■ To be done
Write out every line of the records again, lowering each x and y coordinate in the answers by 56. Leave all other numbers unchanged.
:: Listed entries
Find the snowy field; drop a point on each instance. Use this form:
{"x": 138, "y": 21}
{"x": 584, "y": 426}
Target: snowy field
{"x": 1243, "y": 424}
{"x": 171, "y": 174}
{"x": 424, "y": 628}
::::
■ Reply to the exercise
Find the snowy field; drop a point on each instance. Use this form:
{"x": 138, "y": 21}
{"x": 584, "y": 426}
Target: snowy field
{"x": 1187, "y": 368}
{"x": 115, "y": 118}
{"x": 368, "y": 572}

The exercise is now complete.